= YOUR INSTRUCTIONS =
In your copy of the data below, reproduce every entry exactly and omit the pictures.

[Dataset records]
++++++++++++++++++++

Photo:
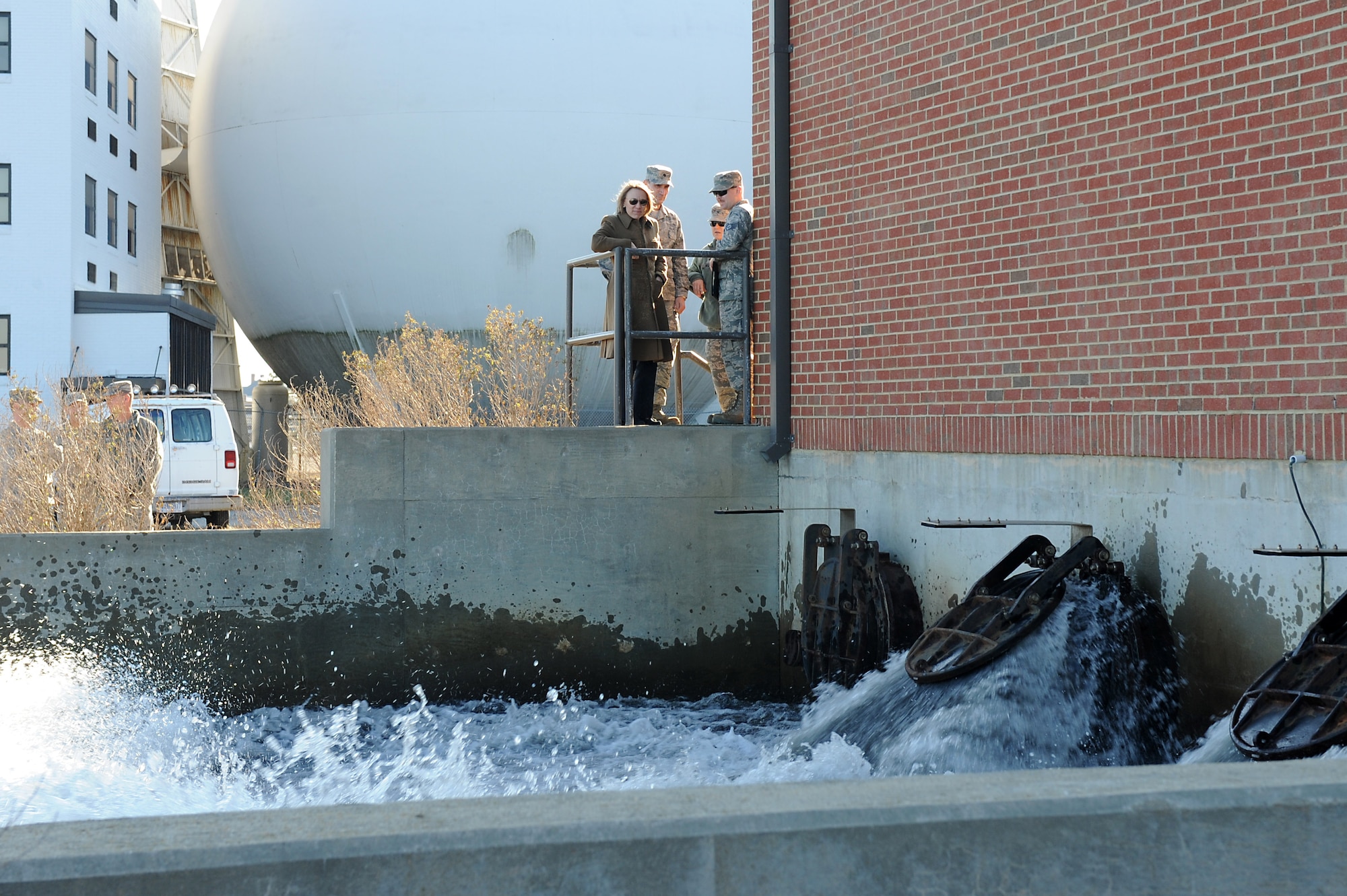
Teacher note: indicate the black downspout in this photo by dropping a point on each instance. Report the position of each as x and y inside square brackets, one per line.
[779, 193]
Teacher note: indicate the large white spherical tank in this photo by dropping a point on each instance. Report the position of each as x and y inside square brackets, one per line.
[356, 162]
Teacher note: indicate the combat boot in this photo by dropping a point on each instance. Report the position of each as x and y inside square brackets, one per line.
[662, 397]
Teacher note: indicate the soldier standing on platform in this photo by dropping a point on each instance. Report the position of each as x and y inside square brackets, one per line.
[705, 284]
[735, 287]
[661, 180]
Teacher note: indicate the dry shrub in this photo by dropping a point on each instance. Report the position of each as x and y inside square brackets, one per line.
[282, 504]
[422, 377]
[518, 384]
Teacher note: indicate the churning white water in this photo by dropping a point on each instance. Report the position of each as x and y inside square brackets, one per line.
[81, 740]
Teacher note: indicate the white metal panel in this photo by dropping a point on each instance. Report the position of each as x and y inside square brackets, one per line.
[196, 464]
[44, 135]
[133, 345]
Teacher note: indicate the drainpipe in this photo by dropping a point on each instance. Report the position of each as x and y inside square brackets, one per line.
[779, 193]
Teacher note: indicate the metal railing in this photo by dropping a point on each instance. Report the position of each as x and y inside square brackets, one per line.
[623, 337]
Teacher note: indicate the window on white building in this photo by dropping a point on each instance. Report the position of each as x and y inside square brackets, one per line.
[114, 228]
[5, 43]
[91, 63]
[91, 206]
[112, 82]
[131, 100]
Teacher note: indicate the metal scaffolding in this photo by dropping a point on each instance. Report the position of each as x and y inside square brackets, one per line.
[184, 256]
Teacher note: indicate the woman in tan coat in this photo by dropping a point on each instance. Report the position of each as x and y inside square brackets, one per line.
[631, 228]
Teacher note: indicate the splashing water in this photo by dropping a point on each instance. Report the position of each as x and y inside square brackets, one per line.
[1217, 747]
[87, 740]
[1077, 692]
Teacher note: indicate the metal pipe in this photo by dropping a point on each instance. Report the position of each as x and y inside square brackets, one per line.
[619, 341]
[570, 349]
[779, 191]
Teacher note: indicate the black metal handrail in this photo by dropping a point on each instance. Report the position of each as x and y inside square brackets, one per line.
[623, 337]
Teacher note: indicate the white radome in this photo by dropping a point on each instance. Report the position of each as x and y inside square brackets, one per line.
[441, 158]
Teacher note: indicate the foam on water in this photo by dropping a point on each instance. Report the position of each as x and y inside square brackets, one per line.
[86, 742]
[1217, 747]
[84, 739]
[1074, 693]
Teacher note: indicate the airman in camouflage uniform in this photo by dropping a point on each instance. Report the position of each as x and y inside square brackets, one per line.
[661, 180]
[705, 283]
[29, 460]
[735, 284]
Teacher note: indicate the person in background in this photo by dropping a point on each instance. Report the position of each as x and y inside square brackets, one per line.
[632, 228]
[704, 283]
[76, 409]
[661, 180]
[735, 287]
[29, 460]
[135, 448]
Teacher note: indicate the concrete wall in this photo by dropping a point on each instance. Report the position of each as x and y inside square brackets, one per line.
[469, 561]
[1183, 528]
[1174, 829]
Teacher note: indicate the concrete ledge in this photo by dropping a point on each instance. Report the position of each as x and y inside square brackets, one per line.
[1191, 829]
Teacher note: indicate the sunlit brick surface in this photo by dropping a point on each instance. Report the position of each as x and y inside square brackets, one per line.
[1084, 228]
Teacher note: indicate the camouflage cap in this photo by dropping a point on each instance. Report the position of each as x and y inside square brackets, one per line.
[727, 180]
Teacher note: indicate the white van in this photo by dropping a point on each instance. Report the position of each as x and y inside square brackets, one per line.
[201, 459]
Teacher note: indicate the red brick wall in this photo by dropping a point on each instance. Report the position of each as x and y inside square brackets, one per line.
[1080, 226]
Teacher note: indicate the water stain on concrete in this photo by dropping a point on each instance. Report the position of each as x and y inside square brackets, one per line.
[1146, 567]
[1229, 638]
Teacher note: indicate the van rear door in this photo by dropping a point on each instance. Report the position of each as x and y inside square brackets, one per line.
[192, 446]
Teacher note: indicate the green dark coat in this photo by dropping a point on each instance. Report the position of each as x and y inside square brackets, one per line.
[649, 277]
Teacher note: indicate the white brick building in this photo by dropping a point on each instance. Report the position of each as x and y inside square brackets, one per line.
[80, 174]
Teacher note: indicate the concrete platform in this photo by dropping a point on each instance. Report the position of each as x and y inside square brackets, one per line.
[1175, 829]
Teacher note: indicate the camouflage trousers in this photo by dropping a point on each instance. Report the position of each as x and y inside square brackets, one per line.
[720, 378]
[731, 357]
[665, 369]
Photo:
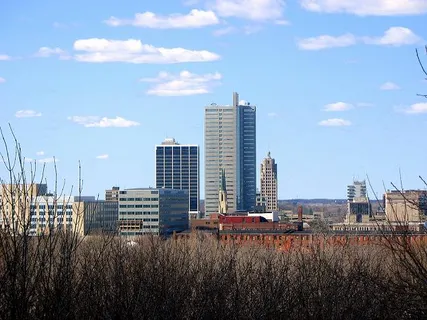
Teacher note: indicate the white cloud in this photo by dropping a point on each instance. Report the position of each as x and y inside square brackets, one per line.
[194, 19]
[389, 86]
[326, 41]
[98, 122]
[338, 106]
[282, 22]
[46, 52]
[334, 123]
[134, 51]
[365, 104]
[27, 114]
[251, 29]
[367, 7]
[224, 31]
[257, 10]
[183, 84]
[394, 36]
[417, 108]
[190, 2]
[48, 160]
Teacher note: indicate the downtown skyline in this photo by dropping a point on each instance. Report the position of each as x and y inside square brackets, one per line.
[335, 87]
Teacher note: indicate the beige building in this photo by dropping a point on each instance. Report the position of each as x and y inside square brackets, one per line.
[112, 194]
[269, 183]
[407, 206]
[29, 209]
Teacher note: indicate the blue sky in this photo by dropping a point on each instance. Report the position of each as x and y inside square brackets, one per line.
[334, 81]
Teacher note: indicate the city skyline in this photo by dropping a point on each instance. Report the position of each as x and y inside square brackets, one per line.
[230, 154]
[335, 85]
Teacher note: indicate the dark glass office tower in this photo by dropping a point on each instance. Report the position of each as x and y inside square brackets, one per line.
[177, 167]
[230, 145]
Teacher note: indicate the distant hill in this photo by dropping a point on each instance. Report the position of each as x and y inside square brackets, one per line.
[313, 201]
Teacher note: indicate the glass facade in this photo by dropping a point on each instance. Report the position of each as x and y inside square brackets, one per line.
[230, 144]
[177, 167]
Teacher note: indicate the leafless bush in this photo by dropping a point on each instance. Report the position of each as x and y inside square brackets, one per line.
[61, 275]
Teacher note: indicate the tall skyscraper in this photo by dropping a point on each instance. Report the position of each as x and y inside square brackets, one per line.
[230, 145]
[177, 167]
[269, 183]
[356, 190]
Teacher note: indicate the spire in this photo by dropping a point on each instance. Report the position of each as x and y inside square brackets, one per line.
[222, 195]
[223, 186]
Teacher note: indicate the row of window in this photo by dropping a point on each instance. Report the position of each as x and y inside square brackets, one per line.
[138, 199]
[51, 207]
[139, 206]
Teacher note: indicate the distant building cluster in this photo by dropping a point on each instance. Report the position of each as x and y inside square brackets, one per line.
[232, 204]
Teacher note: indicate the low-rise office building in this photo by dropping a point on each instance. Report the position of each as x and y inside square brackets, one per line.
[145, 211]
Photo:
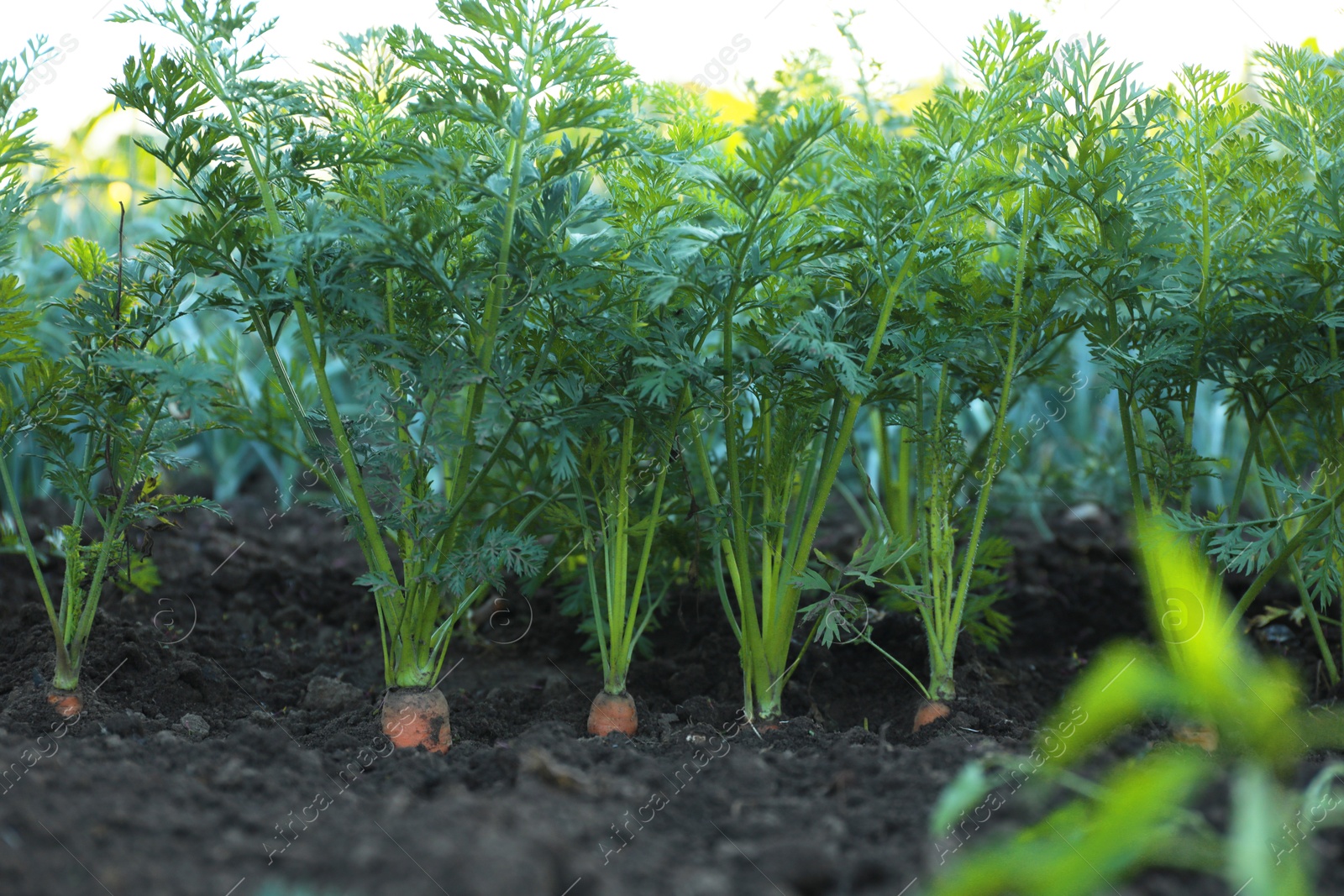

++++++++++++++++++++

= OUTPUT OF THE EXERCISE =
Photo:
Teacher note: indicate the black downspout in this photo by dropping a point on each instance. Report the position of each as x and y inside square brackets, one per line.
[779, 193]
Teacher note: indicate the large white spherical tank in this photo by dropping a point on each instance. Report the position of each as x and y inside square brackets, one per line.
[356, 162]
Teacher note: indicate the combat boot in this photo by dropping a point on each instance. Report the position of each as x and y inside square brackets, one per line.
[662, 397]
Teacher note: indicate the soldier standing on platform in this photo by dropping a point on each instance. Report the position of each as x and y inside square brackets, one per line.
[705, 284]
[735, 287]
[661, 180]
Teacher note: indicate the dry shrub in this photo by dropping a point on each instance. Report the position of each as x and y inside square brackets, one per line.
[282, 504]
[422, 377]
[518, 384]
Teacher note: indicate the churning white water in this photo by dropping a point on each instance. Report the position of each as x and y inside square brackets, one per line.
[81, 740]
Teacher note: indicate the white metal panel in this photo by dropping a point on each instance. Report the position of each as x and y inside square brackets, one per line.
[196, 464]
[44, 135]
[133, 345]
Teacher note: indicate the drainpipe in this photo by dropping a point on each instance. Report the position of each as x and y inside square brackets, one per line.
[779, 193]
Teacher note: indicate the metal railing in this photo by dropping a point on each instance. Report the position of each as x and y inside square brackets, one per line.
[623, 337]
Teacher note: indicate the window on white building in this photo by dropping a point on each instance. Report the position of each as x and y inside square brackets, one per line.
[114, 228]
[5, 43]
[91, 63]
[91, 206]
[112, 82]
[131, 100]
Teacher note: indicate the metal scaffolding in this photo by dropping a point on each instance. Report the position of each as x and y inside square brackets, one per line.
[184, 256]
Teacher note: indicate the woman in tan coat in this photo by dropping a point on each instance. Report the position of each as x and y inside square brackets, one per line.
[631, 228]
Teacher note: indicate the splashing water in this photo by dropping a point on each instance. Report the position of each as x and y inside square brackets, one per line.
[1217, 747]
[87, 740]
[1077, 692]
Teacher note: indicate the metal pipe in this photo by dropping a point on each instance. Report the position of each as x and y inside square brackets, one per line.
[619, 341]
[570, 349]
[779, 191]
Teacher note: indicate the black metal handrail in this photo by dropping a point on each instance. Report the position of each as x and y inside square brackets, one per line.
[623, 337]
Teacher note: indicate the white radome in this photo by dropping a point on each instance. Report the position of each as x and y inside square brackets, one per line.
[441, 158]
Teacher note: indicate the foam on water in this photo by dropping a point on each instance. Report the position of each as x and y inside square brackets, one per line.
[86, 742]
[1217, 747]
[84, 739]
[1074, 693]
Teacher note: indicate the airman in camouflage uniform in this photo by dropping a point on each instance. Report the position of each as x and y inside square brackets, one per line.
[661, 180]
[705, 283]
[29, 460]
[735, 284]
Teacher note: indicate the person in background in this photo by dropping a point on each instance. Report the position of each as x and y inside square brackets, one per line.
[632, 228]
[704, 283]
[76, 409]
[661, 180]
[735, 287]
[29, 460]
[135, 448]
Teacher note: indicate the concrete wall in this photo by dropping a point on each instance. Report the position of each as x and y inside square brackets, one per line.
[469, 561]
[1183, 528]
[1174, 829]
Teacher note: indicate the concrete ledge in this photo by dropping a point on each instance. Report the position of each as x and y inside square brackets, one per line.
[1191, 829]
Teacher note: indicate the sunlit brick surface in this photo by dropping a point on each instance. Report the position of each as x and y inside square brackets, one per line.
[1084, 228]
Teacher note: indicate the camouflage cap in this photo by dropping a point on each instance. Report the position of each as x and y inside square brackets, one per line.
[727, 180]
Teacher note: indicate the white van in this photo by dropping a point on each instance. Report the position of each as x and y inside square brackets, one per line.
[201, 459]
Teacher note: indicate the red brick wall in this photo by dropping a point on each instance. Report the position of each as x and y inside square brackets, one per line.
[1080, 226]
Teacher note: indicate the water stain on concrete in this photo by dropping a point on each instance. Report the position of each as x and y inside square brackets, one per line.
[1146, 567]
[1229, 638]
Teacher note: indicate the van rear door in this photo by dropping a point on each instance. Report the position of each as x and y inside square brackets, one per line.
[192, 446]
Teacher note: indicate the green dark coat in this photo by dropping a point on each instance. Report the position of each as x and y inside square brackets, one per line.
[649, 277]
Teacher note: indicate the white brick building in this photo by dropping a point on each instance. Report the position of each as x and y inside square brackets, one per line.
[80, 174]
Teacher note: indicate the concrete platform in this photo by dropping a point on each instance. Report the position of each as x and y inside square brackets, one per line.
[1175, 829]
Teacher note: indicate the camouflage trousers in this photo by dropping a point on each instance. Report the position of each as x and y inside square brackets, one per line.
[720, 378]
[731, 357]
[665, 369]
Photo:
Teacher note: indicate the white cloud in this photo by dropping a point on each instance. Report the position of each as x and y inside square brackets, one per line.
[194, 19]
[389, 86]
[326, 41]
[98, 122]
[338, 106]
[282, 22]
[46, 52]
[334, 123]
[134, 51]
[365, 104]
[27, 114]
[251, 29]
[367, 7]
[224, 31]
[257, 10]
[183, 84]
[394, 36]
[417, 108]
[190, 2]
[48, 160]
Teacher note: indicate the downtown skyline in this photo by dropping a point on each instance. Report the position of each as x and y inside square brackets, one per line.
[335, 87]
Teacher note: indicate the beige building in this photo by dropping a point on each instance. Report the position of each as x and y inside square brackets, one per line.
[112, 194]
[269, 183]
[407, 206]
[29, 209]
Teacher note: indicate the blue sky in this photo by dropping a point on each instance. Report the position of each as x and y inside square brackets, one per line.
[334, 81]
Teacher note: indicate the city skyline in this photo by dropping a point on each instance. Report the position of each as x and y inside square brackets, one per line.
[230, 154]
[335, 85]
Teacher note: indicate the dark glass office tower in this photo by dropping a point on each instance. Report the position of each as x and y inside square brackets, one per line.
[177, 167]
[230, 145]
Teacher note: indicate the distant hill in this photo by dropping a point on each instance. Report the position of each as x and y inside square brackets, one per line.
[313, 201]
Teacher note: indicate the glass facade in this photo by dropping a point on each instance. Report the position of each as x and y inside square brackets, one per line.
[230, 144]
[177, 167]
Teacher note: indicate the leafless bush in this photo by dropping a point on each instance. Report the position of each as x and y inside square brackets, one per line.
[61, 275]
Teacher note: indicate the tall skyscraper in this photo by dropping a point on each instance. Report the position of each as x and y inside square brackets, one per line.
[230, 145]
[177, 167]
[269, 183]
[356, 190]
Teacher note: indicate the spire in this photo by dropping a point on each instance. Report the position of each as x and y inside square brackets, one per line.
[222, 195]
[223, 186]
Teacher note: indicate the row of window in this photo by dropping a point on each instance. Report the position of each as x and y inside square brackets, one per line.
[138, 199]
[51, 207]
[139, 206]
Teacher note: indicate the distant building cluster in this photo by dropping a point on each instance. Report the position of each as x and y inside square brackets, one per line.
[232, 204]
Teacher note: indicate the low-rise office building in this photo by dropping a point on each instance. Report the position of each as x and y inside square brackets, one per line.
[145, 211]
Photo:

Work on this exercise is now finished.